> [WRITTEN INSTRUCTION]
Can you format the records below as a Markdown table with the columns Row and Line, one numbered row per line, starting at the beginning of the records and ending at the line that contains "point(714, 623)", both ends included? Skip blank lines and leave the pictures out.

┄┄┄┄┄┄┄┄┄┄

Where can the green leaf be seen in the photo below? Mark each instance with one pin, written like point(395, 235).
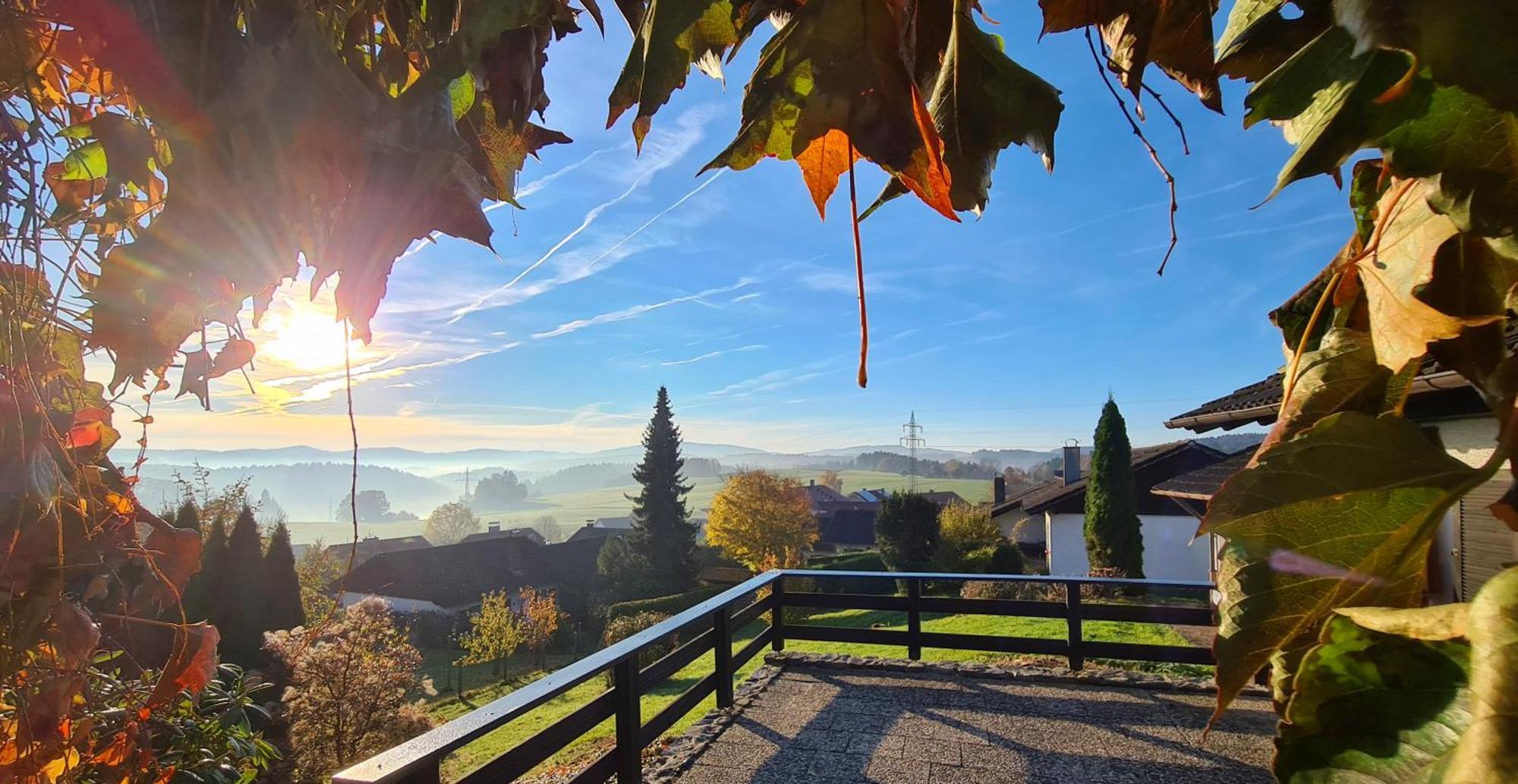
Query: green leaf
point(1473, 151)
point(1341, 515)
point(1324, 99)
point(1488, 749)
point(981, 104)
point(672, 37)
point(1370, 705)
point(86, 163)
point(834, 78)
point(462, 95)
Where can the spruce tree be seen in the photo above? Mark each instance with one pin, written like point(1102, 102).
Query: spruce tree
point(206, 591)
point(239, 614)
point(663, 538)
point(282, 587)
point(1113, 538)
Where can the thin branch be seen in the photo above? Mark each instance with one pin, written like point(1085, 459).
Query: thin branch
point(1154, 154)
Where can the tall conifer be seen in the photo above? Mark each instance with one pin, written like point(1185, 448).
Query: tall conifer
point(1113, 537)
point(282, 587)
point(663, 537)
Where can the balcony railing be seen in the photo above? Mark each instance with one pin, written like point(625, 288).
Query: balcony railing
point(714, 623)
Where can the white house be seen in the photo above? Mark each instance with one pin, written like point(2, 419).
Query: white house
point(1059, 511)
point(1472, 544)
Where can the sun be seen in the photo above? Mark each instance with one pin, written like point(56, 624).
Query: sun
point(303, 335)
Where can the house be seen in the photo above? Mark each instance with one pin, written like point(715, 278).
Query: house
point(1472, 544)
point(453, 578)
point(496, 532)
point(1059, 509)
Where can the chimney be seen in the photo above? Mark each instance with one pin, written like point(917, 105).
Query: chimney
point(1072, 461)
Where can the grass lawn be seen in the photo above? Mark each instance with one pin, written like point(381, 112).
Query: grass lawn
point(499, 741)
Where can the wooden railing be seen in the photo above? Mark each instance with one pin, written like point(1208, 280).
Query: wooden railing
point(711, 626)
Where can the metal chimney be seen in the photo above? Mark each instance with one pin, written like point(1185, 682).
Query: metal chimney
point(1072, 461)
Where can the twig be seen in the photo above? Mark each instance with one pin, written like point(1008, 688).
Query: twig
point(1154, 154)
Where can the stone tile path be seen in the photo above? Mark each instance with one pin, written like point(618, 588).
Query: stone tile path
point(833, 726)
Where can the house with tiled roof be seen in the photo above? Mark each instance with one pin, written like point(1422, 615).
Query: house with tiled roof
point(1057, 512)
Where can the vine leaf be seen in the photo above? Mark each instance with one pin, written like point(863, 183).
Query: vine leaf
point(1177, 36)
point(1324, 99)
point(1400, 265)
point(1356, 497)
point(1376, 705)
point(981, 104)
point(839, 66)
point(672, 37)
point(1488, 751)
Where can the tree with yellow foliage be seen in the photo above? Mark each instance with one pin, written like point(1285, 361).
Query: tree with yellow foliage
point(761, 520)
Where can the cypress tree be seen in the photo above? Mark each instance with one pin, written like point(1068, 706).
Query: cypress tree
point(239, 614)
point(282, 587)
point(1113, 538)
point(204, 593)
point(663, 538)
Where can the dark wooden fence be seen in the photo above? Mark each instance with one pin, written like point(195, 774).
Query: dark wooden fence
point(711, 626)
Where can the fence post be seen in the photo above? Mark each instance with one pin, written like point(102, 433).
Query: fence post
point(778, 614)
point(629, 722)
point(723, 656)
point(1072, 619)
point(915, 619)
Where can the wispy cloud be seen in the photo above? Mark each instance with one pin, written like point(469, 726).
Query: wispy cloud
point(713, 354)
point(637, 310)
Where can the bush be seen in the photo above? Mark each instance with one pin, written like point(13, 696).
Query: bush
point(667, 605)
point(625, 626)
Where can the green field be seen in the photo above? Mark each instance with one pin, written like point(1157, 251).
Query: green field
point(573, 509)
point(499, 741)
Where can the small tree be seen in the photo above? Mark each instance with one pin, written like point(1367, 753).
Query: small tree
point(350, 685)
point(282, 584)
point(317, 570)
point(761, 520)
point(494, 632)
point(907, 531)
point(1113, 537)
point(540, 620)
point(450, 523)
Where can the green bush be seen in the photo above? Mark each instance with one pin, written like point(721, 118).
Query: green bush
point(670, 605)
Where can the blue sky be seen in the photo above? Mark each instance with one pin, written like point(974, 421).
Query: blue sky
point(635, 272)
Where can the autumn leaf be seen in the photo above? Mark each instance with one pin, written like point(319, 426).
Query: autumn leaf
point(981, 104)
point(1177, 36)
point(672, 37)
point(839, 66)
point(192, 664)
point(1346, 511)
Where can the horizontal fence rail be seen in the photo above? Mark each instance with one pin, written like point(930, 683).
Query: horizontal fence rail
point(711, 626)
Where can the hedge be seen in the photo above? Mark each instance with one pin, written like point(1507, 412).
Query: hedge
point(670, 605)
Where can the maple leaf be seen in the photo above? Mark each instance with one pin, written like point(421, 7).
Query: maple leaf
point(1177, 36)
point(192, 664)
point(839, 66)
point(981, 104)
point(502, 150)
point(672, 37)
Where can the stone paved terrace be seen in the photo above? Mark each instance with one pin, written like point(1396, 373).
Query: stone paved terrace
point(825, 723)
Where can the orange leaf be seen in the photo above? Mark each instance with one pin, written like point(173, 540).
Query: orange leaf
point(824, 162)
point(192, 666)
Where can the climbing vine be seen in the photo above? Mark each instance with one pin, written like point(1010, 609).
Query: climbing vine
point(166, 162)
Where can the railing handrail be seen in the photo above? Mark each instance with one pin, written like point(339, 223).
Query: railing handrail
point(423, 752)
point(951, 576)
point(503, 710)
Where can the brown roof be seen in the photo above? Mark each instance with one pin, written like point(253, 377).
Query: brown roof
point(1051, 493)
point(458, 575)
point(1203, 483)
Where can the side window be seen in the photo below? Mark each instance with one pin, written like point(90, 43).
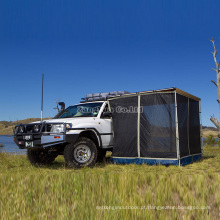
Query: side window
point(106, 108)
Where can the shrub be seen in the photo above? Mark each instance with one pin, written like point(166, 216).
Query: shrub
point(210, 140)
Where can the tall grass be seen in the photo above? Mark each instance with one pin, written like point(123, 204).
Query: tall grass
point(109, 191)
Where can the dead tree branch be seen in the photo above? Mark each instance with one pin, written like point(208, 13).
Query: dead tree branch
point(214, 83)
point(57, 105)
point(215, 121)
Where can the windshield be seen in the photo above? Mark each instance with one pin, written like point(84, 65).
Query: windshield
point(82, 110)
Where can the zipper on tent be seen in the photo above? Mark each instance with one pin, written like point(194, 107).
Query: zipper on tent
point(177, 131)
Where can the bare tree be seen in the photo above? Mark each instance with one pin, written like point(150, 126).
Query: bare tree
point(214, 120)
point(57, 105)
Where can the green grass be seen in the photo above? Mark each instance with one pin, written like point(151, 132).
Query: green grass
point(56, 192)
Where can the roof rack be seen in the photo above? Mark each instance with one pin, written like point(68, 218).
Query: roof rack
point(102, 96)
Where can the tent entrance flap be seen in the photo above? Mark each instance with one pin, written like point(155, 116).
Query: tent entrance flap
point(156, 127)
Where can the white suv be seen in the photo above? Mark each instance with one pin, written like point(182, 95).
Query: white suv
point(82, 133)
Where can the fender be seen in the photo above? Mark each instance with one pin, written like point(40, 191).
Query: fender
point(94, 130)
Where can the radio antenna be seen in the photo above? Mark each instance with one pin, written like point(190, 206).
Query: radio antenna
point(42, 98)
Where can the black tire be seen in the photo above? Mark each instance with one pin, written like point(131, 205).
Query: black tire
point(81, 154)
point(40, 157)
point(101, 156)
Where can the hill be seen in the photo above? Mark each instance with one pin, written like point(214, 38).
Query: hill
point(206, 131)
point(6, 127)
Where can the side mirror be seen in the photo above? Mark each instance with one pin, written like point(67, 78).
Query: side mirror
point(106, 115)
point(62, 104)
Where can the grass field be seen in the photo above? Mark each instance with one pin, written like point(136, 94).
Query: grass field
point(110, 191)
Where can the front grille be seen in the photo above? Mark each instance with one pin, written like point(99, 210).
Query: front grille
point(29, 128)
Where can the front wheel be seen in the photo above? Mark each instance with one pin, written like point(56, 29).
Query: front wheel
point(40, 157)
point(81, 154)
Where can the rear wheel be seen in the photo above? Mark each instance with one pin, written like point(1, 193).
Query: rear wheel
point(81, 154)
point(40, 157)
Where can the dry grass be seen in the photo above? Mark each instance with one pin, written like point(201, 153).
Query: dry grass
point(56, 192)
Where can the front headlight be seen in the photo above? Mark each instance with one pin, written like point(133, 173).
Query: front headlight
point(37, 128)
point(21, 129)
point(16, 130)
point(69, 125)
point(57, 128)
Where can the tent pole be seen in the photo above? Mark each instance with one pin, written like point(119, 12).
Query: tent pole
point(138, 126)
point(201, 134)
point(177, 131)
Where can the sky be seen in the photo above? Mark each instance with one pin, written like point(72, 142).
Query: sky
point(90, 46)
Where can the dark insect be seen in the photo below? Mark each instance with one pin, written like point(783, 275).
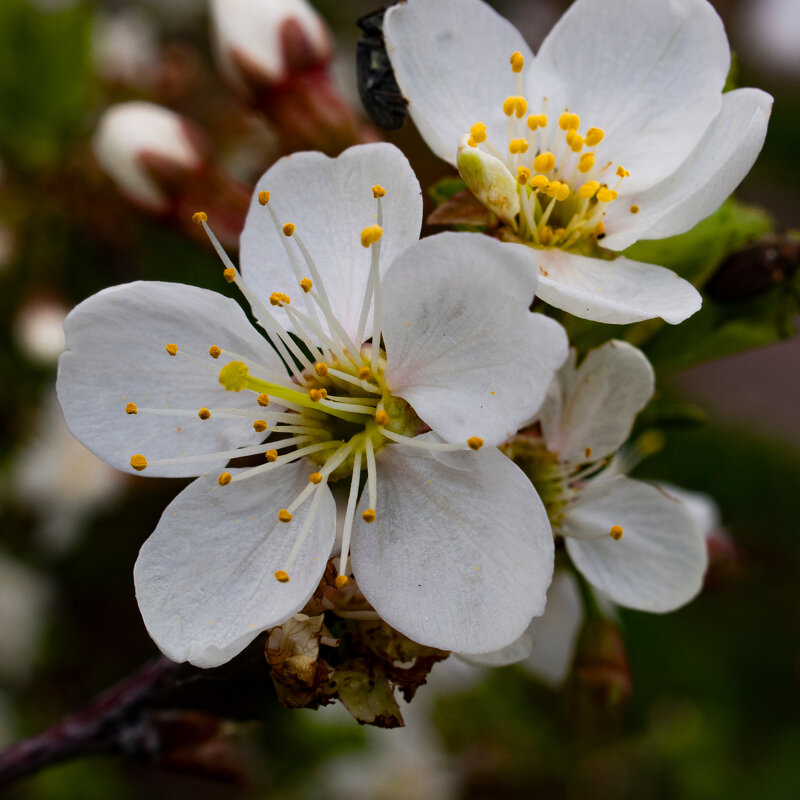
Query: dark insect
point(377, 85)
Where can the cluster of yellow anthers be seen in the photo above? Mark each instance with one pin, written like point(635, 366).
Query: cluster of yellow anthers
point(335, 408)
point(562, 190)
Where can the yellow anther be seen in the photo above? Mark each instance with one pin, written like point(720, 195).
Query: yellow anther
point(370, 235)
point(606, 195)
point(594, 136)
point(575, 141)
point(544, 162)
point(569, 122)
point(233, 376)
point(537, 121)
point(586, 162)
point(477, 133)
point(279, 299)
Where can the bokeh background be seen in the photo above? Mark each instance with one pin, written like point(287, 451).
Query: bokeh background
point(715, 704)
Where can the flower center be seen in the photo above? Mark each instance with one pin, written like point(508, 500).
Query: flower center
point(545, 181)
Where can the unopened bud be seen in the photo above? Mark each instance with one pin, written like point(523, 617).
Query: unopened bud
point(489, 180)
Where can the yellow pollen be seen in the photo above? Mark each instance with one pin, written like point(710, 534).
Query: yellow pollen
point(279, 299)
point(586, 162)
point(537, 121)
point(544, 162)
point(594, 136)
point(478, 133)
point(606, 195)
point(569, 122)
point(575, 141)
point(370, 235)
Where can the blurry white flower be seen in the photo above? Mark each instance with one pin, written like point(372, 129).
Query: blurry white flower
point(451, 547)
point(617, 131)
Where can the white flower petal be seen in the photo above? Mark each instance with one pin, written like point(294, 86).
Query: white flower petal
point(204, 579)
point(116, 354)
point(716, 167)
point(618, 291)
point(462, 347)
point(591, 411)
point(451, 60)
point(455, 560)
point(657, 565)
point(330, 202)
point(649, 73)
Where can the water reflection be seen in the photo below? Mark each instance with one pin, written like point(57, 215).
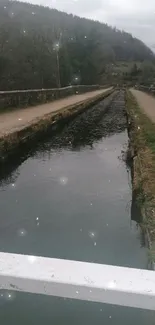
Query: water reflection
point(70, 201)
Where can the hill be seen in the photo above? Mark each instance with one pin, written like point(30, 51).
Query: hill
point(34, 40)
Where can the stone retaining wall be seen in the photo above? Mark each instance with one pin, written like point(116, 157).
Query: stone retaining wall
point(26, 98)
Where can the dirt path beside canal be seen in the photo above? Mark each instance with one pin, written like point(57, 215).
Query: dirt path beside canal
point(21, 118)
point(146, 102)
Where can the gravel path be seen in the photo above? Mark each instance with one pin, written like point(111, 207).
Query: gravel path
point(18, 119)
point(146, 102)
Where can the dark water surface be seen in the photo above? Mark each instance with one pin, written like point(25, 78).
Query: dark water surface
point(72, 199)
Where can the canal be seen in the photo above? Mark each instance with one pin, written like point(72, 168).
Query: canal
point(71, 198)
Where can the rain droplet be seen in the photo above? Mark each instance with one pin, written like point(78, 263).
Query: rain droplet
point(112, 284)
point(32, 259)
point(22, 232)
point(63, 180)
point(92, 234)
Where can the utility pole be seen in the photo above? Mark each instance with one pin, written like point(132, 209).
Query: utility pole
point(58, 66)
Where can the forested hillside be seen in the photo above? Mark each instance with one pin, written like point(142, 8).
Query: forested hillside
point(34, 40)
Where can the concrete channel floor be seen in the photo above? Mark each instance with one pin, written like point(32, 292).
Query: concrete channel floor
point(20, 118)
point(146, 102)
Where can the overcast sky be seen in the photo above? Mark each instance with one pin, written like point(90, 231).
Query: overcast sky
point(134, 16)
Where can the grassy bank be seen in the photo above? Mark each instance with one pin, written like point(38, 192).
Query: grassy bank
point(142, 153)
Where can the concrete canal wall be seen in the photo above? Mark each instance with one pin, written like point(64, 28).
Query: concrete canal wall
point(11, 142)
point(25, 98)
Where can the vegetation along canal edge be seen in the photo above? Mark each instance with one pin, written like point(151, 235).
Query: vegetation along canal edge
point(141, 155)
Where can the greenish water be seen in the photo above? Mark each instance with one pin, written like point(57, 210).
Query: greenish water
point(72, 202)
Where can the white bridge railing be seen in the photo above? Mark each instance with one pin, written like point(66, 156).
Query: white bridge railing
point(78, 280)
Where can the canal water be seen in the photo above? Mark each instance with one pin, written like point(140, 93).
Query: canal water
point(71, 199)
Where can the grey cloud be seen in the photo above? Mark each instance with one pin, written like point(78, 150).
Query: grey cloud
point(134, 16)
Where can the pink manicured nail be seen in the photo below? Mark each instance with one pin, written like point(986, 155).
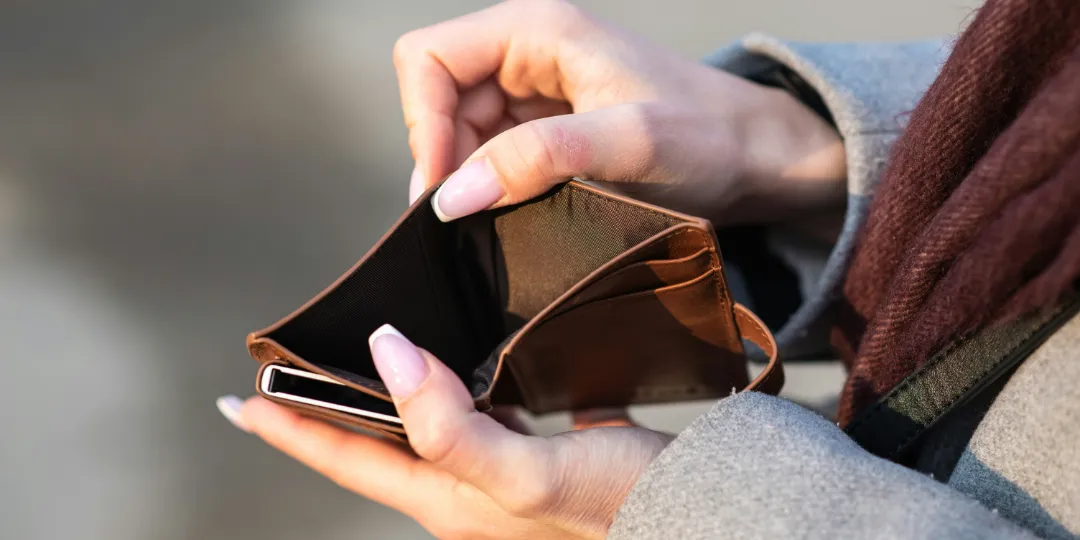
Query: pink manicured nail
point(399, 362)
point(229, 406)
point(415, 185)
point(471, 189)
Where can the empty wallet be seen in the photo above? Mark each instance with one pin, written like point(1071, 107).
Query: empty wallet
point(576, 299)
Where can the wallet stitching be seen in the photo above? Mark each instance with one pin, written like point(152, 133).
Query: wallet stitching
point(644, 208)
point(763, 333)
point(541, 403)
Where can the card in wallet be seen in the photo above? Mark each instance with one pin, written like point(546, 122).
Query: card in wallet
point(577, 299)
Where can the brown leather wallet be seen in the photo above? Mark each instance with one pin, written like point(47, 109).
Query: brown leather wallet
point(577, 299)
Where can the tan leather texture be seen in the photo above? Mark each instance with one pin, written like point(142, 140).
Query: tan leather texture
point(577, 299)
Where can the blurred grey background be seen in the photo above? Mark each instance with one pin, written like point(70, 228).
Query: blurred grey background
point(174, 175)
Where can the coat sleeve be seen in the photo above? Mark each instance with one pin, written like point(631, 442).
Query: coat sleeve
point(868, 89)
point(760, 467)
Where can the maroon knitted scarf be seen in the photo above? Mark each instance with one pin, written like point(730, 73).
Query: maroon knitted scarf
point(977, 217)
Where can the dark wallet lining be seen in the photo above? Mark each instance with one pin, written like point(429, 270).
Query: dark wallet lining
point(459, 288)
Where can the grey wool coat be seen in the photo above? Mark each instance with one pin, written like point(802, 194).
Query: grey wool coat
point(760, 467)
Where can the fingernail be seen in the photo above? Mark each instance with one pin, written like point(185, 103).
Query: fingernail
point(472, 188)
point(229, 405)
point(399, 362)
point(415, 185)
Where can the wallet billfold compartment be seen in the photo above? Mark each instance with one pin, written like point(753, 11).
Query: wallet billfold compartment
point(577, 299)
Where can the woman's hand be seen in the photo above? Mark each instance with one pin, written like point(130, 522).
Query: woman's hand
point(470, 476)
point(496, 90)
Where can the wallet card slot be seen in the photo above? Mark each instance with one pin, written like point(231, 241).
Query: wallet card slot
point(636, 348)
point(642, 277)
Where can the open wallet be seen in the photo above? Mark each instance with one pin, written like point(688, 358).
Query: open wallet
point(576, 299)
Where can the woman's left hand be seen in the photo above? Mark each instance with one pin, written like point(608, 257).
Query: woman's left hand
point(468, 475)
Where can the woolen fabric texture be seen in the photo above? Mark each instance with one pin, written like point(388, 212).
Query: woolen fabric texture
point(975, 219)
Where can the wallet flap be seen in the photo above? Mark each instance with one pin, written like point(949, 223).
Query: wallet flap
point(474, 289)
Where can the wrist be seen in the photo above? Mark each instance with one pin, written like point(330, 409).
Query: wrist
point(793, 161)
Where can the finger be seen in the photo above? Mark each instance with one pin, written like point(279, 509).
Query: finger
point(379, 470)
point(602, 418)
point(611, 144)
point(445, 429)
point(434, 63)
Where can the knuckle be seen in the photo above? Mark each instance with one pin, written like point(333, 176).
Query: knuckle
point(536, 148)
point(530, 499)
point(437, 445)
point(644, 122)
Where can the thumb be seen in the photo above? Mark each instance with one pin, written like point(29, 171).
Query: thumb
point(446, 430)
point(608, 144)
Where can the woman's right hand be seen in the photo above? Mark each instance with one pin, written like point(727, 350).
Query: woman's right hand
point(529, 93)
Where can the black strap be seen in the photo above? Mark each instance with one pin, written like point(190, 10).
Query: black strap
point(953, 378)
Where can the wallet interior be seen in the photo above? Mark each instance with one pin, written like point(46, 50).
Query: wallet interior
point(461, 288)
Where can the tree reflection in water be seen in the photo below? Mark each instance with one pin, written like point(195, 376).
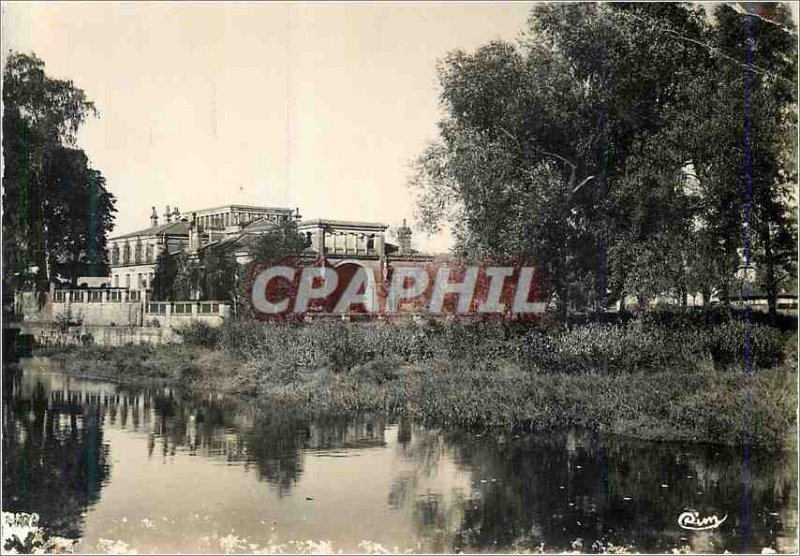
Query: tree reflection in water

┄┄┄┄┄┄┄┄┄┄

> [SOLVED PROBLEM]
| Row | Line |
|---|---|
| 1 | Where can the green leaf be seen in the photo below? Mark each instance with one pin, written like point(395, 235). |
| 2 | Query: green leaf |
| 3 | point(1473, 151) |
| 4 | point(1341, 515) |
| 5 | point(1324, 99) |
| 6 | point(1488, 749) |
| 7 | point(981, 104) |
| 8 | point(672, 37) |
| 9 | point(1370, 705) |
| 10 | point(86, 163) |
| 11 | point(834, 78) |
| 12 | point(462, 95) |
| 13 | Where can the spruce tree be seen in the photo above? Mark each instance with one pin, written like point(1102, 102). |
| 14 | Query: spruce tree |
| 15 | point(206, 591) |
| 16 | point(239, 614) |
| 17 | point(663, 538) |
| 18 | point(282, 587) |
| 19 | point(1113, 538) |
| 20 | Where can the thin branch be seen in the photo above? Mark each instance with one pin, written like point(1085, 459). |
| 21 | Query: thin branch |
| 22 | point(1154, 154) |
| 23 | Where can the tall conifer be seen in the photo above? Mark each instance with one pin, written like point(1185, 448). |
| 24 | Query: tall conifer |
| 25 | point(1113, 537) |
| 26 | point(282, 587) |
| 27 | point(663, 537) |
| 28 | Where can the balcony railing be seen in the photo above? Mark each instance with one pin, written like point(625, 288). |
| 29 | Query: balcony railing |
| 30 | point(714, 623) |